GIVEN INSTRUCTION 1
Reproduce the passage of the V-belt selection text that begins at the words "2. Calculate the" and stops after the words "using standard relation.", substituting "nominal length" for "pitch length".

Selection of VEE belt problems


  • Designer is required to select the V belt from the catalogue provided by the manufacturer, for this purpose he needs the information such as 1) Type of driving unit 2) Type of driven unit 3) Power to be transmitted 4) Input and Output speeds 5) Operation in hours per day 6) Space availability in terms of centre to centre distance 
  • Designer should follow the following steps to reach the final selection  
  1. Determine the Correction factor Fa from table depending upon the driving unit, driven unit and operational hours.
  2. Calculate the Design power by Multiplying the given power by   F
  3. On cross section selection chart plot a point with design power as x-coordinate and input speed as y-coordinate and select the crosssection as A,B,C,D or E.
  4. Determine pitch diamter of the smaller pully from table, depending upon the cross section of the belt. Then decide the bigger pulley diamter by using speed diameter relation
  5. Determine the pitch length of the belt by using standard relation.

GIVEN INSTRUCTION 2
Extract every line of the records that contains the string "framed".

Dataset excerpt
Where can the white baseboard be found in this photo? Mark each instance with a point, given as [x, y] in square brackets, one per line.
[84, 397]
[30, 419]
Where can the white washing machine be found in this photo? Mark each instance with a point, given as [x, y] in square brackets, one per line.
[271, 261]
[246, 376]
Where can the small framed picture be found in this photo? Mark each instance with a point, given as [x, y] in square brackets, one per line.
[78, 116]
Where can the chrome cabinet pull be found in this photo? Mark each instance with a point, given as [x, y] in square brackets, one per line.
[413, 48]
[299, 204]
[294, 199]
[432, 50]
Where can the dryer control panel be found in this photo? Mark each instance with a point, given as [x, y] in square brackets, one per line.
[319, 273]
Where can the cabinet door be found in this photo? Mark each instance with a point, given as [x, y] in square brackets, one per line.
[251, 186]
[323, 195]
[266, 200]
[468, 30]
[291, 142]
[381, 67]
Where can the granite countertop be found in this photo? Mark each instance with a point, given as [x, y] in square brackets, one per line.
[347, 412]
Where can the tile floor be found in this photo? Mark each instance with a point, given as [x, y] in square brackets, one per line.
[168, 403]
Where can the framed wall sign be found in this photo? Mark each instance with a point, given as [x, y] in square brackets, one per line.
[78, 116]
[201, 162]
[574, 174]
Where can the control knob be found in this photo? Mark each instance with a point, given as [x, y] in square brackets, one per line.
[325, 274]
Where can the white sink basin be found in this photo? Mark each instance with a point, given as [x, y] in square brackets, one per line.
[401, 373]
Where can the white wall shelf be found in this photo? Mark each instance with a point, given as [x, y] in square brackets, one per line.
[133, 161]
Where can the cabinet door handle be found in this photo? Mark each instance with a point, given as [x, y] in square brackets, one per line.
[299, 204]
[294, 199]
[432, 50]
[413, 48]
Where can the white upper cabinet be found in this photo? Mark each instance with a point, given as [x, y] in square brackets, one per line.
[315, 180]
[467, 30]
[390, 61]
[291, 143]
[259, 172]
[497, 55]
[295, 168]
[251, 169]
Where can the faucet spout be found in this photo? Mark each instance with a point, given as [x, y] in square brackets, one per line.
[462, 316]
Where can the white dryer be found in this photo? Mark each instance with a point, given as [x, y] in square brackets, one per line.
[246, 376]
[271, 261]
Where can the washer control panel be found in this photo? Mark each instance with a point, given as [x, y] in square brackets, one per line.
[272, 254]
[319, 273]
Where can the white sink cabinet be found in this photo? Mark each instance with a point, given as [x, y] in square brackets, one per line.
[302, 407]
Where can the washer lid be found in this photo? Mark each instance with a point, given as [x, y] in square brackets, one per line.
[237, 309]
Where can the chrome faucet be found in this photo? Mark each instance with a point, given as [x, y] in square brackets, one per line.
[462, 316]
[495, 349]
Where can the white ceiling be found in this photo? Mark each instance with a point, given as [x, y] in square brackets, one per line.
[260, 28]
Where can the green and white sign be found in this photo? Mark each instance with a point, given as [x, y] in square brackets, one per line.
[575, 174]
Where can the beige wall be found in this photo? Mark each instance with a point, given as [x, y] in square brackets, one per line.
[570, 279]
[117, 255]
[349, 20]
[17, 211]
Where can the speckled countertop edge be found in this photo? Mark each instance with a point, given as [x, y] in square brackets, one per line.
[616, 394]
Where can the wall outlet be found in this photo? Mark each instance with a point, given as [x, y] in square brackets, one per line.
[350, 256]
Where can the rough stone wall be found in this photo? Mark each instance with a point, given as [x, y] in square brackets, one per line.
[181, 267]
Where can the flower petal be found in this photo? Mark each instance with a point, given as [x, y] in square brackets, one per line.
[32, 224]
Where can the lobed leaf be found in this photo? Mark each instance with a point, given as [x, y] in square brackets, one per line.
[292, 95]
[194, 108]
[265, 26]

SOLUTION 1
2. Calculate the Design power by Multiplying the given power by   F
  3. On cross section selection chart plot a point with design power as x-coordinate and input speed as y-coordinate and select the crosssection as A,B,C,D or E.
  4. Determine pitch diamter of the smaller pully from table, depending upon the cross section of the belt. Then decide the bigger pulley diamter by using speed diameter relation
  5. Determine the nominal length of the belt by using standard relation.

SOLUTION 2
Where can the small framed picture be found in this photo? Mark each instance with a point, given as [x, y] in square brackets, one per line.
Where can the framed wall sign be found in this photo? Mark each instance with a point, given as [x, y] in square brackets, one per line.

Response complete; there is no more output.